** THE DATA follows **

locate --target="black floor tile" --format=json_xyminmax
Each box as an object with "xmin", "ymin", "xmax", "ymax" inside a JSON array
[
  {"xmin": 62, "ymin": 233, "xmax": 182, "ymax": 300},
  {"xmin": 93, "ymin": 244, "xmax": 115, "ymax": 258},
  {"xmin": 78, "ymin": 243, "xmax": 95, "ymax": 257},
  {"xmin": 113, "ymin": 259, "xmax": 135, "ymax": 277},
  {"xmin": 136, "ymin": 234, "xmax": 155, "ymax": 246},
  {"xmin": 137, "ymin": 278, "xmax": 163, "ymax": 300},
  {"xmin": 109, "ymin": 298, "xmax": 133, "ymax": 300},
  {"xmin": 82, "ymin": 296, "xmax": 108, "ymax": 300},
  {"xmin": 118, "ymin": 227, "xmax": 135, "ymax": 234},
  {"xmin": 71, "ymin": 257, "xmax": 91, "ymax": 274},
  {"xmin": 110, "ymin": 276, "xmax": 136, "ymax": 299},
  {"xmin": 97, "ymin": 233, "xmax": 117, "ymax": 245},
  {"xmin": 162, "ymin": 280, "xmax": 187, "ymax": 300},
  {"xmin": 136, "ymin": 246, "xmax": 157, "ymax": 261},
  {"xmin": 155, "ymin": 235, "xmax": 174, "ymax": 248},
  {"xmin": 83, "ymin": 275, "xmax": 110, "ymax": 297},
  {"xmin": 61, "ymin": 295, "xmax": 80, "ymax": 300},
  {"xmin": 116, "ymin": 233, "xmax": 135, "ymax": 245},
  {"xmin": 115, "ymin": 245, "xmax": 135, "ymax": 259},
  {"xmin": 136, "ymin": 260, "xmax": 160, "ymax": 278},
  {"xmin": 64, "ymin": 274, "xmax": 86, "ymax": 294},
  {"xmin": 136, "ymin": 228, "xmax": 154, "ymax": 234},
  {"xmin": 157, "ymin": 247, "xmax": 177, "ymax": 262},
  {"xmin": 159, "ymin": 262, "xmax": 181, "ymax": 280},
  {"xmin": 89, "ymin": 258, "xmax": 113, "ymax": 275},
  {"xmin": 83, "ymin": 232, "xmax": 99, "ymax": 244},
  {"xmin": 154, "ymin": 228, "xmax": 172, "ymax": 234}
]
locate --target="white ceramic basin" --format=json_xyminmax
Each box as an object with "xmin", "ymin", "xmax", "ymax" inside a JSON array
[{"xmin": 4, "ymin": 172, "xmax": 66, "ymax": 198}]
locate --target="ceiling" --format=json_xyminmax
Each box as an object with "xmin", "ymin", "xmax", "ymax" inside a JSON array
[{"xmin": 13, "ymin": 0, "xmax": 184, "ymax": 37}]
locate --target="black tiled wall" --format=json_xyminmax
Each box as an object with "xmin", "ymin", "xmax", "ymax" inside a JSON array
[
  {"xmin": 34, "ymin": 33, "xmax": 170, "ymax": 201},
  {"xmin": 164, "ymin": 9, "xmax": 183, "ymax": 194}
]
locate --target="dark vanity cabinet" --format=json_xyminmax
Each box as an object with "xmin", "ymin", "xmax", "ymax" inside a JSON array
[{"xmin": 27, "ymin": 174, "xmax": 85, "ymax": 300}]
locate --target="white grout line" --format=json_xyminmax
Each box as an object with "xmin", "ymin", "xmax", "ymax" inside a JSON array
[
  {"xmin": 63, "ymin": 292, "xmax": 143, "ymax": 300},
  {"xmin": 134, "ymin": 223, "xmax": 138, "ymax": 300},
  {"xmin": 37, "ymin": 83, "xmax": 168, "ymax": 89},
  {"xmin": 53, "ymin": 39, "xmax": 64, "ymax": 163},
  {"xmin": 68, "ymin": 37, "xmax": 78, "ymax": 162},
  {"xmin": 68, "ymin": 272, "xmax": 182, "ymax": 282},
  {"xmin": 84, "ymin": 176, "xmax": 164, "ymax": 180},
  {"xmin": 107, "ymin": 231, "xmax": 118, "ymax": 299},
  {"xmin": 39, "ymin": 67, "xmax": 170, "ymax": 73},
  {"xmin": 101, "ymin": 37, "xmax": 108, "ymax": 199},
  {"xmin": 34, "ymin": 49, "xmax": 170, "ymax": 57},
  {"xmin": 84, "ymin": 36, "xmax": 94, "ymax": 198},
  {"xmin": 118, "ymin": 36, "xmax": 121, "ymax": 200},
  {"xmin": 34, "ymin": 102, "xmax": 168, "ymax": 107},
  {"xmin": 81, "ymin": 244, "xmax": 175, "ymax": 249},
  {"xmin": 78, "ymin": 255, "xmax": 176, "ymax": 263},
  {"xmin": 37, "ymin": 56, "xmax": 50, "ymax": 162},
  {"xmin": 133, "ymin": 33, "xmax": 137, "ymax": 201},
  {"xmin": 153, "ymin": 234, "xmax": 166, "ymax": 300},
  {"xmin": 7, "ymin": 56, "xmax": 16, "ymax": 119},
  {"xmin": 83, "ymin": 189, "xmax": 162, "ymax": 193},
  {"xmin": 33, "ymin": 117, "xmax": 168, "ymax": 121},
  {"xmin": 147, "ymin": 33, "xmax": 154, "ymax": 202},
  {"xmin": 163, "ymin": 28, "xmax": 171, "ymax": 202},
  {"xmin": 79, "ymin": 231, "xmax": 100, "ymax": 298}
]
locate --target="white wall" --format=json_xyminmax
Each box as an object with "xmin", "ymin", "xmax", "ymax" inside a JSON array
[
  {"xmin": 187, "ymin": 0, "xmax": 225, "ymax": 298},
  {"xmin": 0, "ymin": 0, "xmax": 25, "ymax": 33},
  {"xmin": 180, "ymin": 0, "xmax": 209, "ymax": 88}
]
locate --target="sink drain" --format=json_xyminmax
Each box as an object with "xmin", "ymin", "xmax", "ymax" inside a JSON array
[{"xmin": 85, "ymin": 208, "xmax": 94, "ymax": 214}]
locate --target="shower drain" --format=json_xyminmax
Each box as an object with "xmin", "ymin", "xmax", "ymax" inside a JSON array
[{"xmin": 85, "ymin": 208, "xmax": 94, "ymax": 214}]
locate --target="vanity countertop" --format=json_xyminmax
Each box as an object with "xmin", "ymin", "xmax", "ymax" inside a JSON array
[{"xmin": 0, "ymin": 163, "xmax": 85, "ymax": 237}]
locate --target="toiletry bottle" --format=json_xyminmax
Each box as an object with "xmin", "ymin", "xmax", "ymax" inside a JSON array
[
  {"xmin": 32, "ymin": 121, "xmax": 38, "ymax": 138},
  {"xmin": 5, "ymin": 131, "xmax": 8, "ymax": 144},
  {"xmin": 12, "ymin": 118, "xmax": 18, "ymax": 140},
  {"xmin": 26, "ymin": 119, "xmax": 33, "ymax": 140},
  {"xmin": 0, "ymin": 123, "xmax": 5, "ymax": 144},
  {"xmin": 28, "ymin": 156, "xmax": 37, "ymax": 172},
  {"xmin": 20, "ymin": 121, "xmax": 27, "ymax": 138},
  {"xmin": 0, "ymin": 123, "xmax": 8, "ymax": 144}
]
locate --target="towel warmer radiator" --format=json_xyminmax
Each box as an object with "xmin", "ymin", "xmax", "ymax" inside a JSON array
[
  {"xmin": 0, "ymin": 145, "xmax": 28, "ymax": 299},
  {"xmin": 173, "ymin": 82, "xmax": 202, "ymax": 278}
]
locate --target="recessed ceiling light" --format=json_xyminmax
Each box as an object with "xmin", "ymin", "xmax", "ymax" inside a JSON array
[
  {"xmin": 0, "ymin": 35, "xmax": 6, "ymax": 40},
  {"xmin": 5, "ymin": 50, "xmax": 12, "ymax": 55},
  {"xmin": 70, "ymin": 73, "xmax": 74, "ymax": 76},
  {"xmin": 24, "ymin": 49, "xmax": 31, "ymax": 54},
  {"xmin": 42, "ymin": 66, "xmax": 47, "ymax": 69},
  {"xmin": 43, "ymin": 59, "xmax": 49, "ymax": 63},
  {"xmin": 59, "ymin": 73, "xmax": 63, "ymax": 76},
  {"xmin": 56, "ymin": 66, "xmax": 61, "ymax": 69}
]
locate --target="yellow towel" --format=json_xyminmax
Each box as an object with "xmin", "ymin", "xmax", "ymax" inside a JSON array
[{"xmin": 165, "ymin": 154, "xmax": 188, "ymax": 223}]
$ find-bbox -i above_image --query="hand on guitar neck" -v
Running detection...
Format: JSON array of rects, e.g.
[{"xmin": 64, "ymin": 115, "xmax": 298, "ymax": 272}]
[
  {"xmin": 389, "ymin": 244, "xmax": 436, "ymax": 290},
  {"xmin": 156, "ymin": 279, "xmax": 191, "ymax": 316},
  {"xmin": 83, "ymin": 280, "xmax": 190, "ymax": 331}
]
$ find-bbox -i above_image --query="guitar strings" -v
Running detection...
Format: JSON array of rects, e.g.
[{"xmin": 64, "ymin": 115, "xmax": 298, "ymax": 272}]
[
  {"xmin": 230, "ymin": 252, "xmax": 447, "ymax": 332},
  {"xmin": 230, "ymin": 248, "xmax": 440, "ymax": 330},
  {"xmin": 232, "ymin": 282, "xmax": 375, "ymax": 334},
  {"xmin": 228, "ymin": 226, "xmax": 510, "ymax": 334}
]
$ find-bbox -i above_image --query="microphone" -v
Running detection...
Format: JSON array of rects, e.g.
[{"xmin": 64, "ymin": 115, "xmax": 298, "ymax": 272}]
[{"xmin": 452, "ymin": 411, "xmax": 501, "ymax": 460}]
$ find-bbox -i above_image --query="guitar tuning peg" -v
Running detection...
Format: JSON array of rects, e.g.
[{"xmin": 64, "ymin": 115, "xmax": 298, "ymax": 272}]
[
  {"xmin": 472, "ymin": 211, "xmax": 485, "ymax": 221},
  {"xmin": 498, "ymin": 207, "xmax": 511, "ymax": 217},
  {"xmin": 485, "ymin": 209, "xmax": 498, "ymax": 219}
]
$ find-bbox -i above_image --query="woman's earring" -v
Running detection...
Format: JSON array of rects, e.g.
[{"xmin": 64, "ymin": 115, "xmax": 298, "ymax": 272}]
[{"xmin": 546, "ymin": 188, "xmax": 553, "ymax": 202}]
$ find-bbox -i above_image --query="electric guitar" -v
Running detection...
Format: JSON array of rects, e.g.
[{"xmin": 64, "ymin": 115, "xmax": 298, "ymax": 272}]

** End of THE DATA **

PROBLEM TO WORK ON
The answer must be every line from the records above that contains the word "query", copied out.

RESPONSE TO THE EXERCISE
$ find-bbox -i above_image --query="hand on guitar neck" -v
$ find-bbox -i above_image --query="guitar strings" -v
$ find-bbox -i above_image --query="microphone" -v
$ find-bbox -i above_image --query="guitar tuning peg" -v
$ find-bbox -i above_image --query="woman's earring" -v
$ find-bbox -i above_image --query="electric guitar" -v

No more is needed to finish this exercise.